• Problem
Convert every line of the records below into a numbered list, omitting the blank lines.

################

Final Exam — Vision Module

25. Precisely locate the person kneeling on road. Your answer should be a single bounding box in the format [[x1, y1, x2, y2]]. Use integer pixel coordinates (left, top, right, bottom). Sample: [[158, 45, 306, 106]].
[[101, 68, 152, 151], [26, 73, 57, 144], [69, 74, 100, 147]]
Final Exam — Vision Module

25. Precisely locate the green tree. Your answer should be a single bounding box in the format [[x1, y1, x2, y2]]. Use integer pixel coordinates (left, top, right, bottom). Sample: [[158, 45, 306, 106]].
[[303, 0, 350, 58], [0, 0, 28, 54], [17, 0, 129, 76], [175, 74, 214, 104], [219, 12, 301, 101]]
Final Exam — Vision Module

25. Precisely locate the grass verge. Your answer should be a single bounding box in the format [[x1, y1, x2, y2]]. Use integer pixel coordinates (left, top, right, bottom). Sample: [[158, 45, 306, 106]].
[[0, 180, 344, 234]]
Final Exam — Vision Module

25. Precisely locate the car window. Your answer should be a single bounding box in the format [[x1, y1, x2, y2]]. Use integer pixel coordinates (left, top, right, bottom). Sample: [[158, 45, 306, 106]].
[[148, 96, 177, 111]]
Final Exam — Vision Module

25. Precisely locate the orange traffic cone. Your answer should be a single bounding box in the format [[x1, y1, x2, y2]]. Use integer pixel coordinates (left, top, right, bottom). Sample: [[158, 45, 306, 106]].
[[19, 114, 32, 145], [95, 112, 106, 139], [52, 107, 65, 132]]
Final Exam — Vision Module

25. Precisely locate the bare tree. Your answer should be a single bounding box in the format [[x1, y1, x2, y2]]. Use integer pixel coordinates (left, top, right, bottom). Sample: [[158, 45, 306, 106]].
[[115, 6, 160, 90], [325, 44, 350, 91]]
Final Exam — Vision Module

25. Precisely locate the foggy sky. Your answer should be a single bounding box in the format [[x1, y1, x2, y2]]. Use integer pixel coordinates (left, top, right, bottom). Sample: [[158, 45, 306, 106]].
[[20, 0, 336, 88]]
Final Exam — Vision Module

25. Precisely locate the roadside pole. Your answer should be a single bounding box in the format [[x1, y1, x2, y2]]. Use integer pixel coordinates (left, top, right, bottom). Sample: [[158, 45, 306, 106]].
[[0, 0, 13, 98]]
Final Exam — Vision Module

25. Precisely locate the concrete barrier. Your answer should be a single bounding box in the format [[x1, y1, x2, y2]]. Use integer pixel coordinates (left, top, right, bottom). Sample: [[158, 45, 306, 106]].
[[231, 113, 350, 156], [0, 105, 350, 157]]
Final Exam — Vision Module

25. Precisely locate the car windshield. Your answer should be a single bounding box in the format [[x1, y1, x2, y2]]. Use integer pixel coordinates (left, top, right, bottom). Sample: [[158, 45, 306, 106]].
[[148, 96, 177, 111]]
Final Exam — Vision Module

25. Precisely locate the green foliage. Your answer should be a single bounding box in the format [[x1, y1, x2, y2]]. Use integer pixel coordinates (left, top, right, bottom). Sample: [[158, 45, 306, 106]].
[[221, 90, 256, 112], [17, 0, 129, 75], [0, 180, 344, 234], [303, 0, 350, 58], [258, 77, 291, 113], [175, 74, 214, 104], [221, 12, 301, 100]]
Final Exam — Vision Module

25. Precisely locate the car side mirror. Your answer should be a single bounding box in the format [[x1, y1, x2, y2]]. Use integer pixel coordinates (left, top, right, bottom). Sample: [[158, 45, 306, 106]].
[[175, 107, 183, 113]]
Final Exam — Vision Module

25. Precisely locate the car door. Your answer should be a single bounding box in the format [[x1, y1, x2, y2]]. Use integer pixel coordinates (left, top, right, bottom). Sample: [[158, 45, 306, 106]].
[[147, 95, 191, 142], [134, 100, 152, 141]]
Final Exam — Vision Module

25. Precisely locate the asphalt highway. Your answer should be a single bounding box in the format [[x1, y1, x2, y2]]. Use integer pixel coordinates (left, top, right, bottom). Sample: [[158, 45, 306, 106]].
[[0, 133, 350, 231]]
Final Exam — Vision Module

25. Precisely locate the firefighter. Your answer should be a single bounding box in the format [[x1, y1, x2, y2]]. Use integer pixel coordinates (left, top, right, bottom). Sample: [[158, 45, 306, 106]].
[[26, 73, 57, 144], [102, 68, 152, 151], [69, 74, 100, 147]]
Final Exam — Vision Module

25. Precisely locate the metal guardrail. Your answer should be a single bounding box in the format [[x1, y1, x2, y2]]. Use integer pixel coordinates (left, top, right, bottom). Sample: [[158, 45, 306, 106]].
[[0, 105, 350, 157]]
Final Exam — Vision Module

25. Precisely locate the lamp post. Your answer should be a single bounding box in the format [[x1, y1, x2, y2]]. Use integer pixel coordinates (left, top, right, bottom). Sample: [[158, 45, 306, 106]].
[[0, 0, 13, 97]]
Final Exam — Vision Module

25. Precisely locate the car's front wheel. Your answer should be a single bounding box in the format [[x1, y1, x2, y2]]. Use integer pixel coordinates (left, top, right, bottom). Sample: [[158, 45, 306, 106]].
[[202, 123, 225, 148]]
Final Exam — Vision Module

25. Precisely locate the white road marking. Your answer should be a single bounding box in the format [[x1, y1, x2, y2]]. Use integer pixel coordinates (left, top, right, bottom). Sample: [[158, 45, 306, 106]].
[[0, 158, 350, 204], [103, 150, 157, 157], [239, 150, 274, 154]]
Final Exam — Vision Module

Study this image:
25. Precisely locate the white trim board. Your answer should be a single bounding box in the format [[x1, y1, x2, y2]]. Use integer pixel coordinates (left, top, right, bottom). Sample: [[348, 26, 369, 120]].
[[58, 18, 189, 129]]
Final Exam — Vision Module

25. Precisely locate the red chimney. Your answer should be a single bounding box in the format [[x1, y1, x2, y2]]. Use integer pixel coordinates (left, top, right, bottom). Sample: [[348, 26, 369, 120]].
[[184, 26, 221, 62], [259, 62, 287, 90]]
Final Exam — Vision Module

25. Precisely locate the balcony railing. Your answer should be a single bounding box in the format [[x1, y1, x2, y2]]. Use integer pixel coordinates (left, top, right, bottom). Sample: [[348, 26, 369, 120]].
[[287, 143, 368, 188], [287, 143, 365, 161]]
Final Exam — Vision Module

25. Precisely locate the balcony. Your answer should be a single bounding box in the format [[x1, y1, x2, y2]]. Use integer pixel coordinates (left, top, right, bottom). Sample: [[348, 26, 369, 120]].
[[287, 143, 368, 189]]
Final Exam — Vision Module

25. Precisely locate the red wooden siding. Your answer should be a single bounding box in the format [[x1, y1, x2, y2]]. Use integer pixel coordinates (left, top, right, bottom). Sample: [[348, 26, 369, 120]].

################

• Full output
1. Final Exam — Vision Module
2. 25. Precisely locate the person kneeling on road. Your answer should be a single bounding box in the format [[x1, y1, x2, y2]]. Use integer pixel coordinates (left, top, right, bottom). Sample: [[158, 45, 306, 106]].
3. [[101, 68, 152, 151], [26, 73, 57, 144], [69, 74, 100, 147]]
4. Final Exam — Vision Module
5. 25. Precisely locate the green tree. Your answer should be a single bounding box in the format [[x1, y1, x2, y2]]. Use integer pixel coordinates (left, top, right, bottom). Sample: [[158, 45, 306, 106]].
6. [[303, 0, 350, 58], [0, 0, 28, 54], [17, 0, 129, 76], [175, 74, 214, 104], [219, 12, 301, 101]]
7. Final Exam — Vision Module
8. 25. Precisely locate the grass verge. Your answer should be a single bounding box in the format [[x1, y1, x2, y2]]. Use integer pixel coordinates (left, top, right, bottom). Sample: [[158, 45, 306, 106]].
9. [[0, 180, 344, 234]]
10. Final Exam — Vision Module
11. 25. Precisely locate the car window. Your answer should be a single bounding box in the format [[x1, y1, x2, y2]]. Use integer pixel coordinates (left, top, right, bottom). Sample: [[158, 45, 306, 106]].
12. [[148, 96, 177, 111]]
13. Final Exam — Vision Module
14. 25. Precisely locate the orange traffic cone. Your answer should be a single bounding box in the format [[x1, y1, x2, y2]]. Use integer pixel coordinates (left, top, right, bottom). Sample: [[158, 45, 306, 106]].
15. [[19, 114, 32, 145], [95, 112, 106, 139], [52, 107, 65, 132]]
16. Final Exam — Vision Module
17. 25. Precisely locate the bare tree. Your answer should be a single bounding box in the format [[x1, y1, x2, y2]]. Use integer pixel coordinates (left, top, right, bottom). Sample: [[158, 45, 306, 106]].
18. [[115, 6, 160, 90], [325, 44, 350, 91]]
19. Final Exam — Vision Module
20. 25. Precisely locate the foggy sky. Your answer should be a single bounding box in the format [[x1, y1, x2, y2]]. Use integer pixel coordinates (left, top, right, bottom). Sample: [[158, 45, 306, 106]].
21. [[20, 0, 336, 88]]
22. Final Exam — Vision Module
23. 25. Precisely locate the roadside pole. Your answer should be a single bounding box in the format [[x1, y1, x2, y2]]. Use integer pixel coordinates (left, top, right, bottom). Sample: [[158, 45, 306, 106]].
24. [[0, 0, 13, 98]]
25. Final Exam — Vision Module
26. 25. Precisely locate the concrete barrier. Your answer should be a single bounding box in the format [[x1, y1, x2, y2]]. Use integer pixel coordinates (left, top, right, bottom). Sample: [[158, 45, 306, 106]].
27. [[231, 113, 350, 156], [0, 105, 350, 157]]
28. Final Exam — Vision Module
29. 25. Precisely locate the car windshield. Your answer should be a single bounding box in the format [[x1, y1, x2, y2]]. Use integer pixel coordinates (left, top, right, bottom). Sample: [[158, 45, 306, 106]].
30. [[148, 96, 177, 111]]
31. Final Exam — Vision Module
32. 25. Precisely locate the green foliage. Your answer should be a single bounding box in the format [[x1, y1, x2, y2]]. Use integer pixel coordinates (left, top, right, bottom). Sample: [[158, 45, 306, 106]].
33. [[221, 90, 256, 112], [17, 0, 129, 75], [0, 180, 344, 234], [303, 0, 350, 58], [258, 77, 291, 113], [175, 74, 214, 104], [221, 12, 301, 100]]
34. Final Exam — Vision Module
35. 25. Precisely locate the car side mirror. Your answer should be a single bounding box in the format [[x1, y1, x2, y2]]. Use integer pixel coordinates (left, top, right, bottom). Sample: [[158, 45, 306, 106]].
36. [[175, 107, 183, 113]]
37. Final Exam — Vision Module
38. 25. Precisely locate the car door. Your answer should be a single bounding box in the format [[x1, y1, x2, y2]]. Use integer pixel coordinates (left, top, right, bottom). Sample: [[158, 45, 306, 106]].
39. [[147, 95, 191, 142], [134, 100, 152, 141]]
40. Final Exam — Vision Module
41. 25. Precisely locate the asphalt highway. Your answer should be a single bounding box in the format [[x1, y1, x2, y2]]. Use integer pixel coordinates (left, top, right, bottom). Sample: [[158, 45, 306, 106]].
42. [[0, 133, 350, 231]]
43. Final Exam — Vision Module
44. 25. Precisely locate the firefighter. Your answer should be a single bounding box in the format [[x1, y1, x2, y2]]. Use integer pixel coordinates (left, top, right, bottom). Sample: [[158, 45, 306, 106]].
45. [[26, 73, 57, 144], [102, 68, 152, 151], [69, 74, 100, 147]]
46. Final Exam — Vision Module
47. 25. Precisely locate the metal guardrail. Your answer should be a single bounding box in the format [[x1, y1, x2, y2]]. Use integer pixel coordinates (left, top, right, bottom). Sample: [[158, 45, 306, 106]].
48. [[0, 105, 350, 157]]
49. Final Exam — Vision Module
50. 25. Precisely locate the lamp post. Your answer should be a single bounding box in the format [[x1, y1, x2, y2]]. Use integer pixel coordinates (left, top, right, bottom). Sample: [[158, 45, 306, 106]].
51. [[0, 0, 13, 97]]
52. Final Exam — Vision Module
53. 25. Precisely locate the car's front wheel. Your answer should be a single bounding box in the format [[x1, y1, x2, y2]]. Use integer pixel coordinates (left, top, right, bottom). Sample: [[158, 45, 306, 106]].
54. [[202, 123, 225, 148]]
55. Final Exam — Vision Module
56. 25. Precisely locate the white road marking. Your answer should be a single bounding box in the format [[x1, y1, x2, y2]]. Use integer pixel coordinates (left, top, right, bottom). Sample: [[158, 45, 306, 106]].
57. [[0, 158, 350, 204], [103, 150, 157, 157], [239, 150, 274, 154]]
58. Final Exam — Vision Module
59. Study this image:
60. 25. Precisely locate the white trim board. Your answer should be a single bounding box in the format [[x1, y1, x2, y2]]. Use integer pixel coordinates (left, top, right, bottom). Sample: [[348, 26, 369, 120]].
61. [[58, 18, 189, 129]]
62. Final Exam — Vision Module
63. 25. Precisely locate the red chimney. Your answer should be a single bounding box in the format [[x1, y1, x2, y2]]. Use integer pixel coordinates (left, top, right, bottom). Sample: [[348, 26, 369, 120]].
64. [[184, 26, 221, 62], [259, 62, 287, 90]]
65. Final Exam — Vision Module
66. 25. Precisely locate the balcony railing. Your answer should be a single bounding box in the format [[x1, y1, x2, y2]]. Use integer pixel coordinates (left, top, right, bottom). Sample: [[348, 26, 369, 120]].
67. [[287, 143, 368, 188], [287, 143, 365, 161]]
68. Final Exam — Vision Module
69. 25. Precisely locate the balcony. Your answer should be a single bounding box in the format [[x1, y1, x2, y2]]. Use integer pixel coordinates (left, top, right, bottom). Sample: [[348, 26, 369, 120]].
70. [[287, 143, 368, 189]]
71. Final Exam — Vision Module
72. 25. Precisely locate the red wooden siding. Your answer should be a single bounding box in the format [[x1, y1, x2, y2]]. Use integer pixel coordinates (left, top, right, bottom). Sample: [[348, 26, 369, 120]].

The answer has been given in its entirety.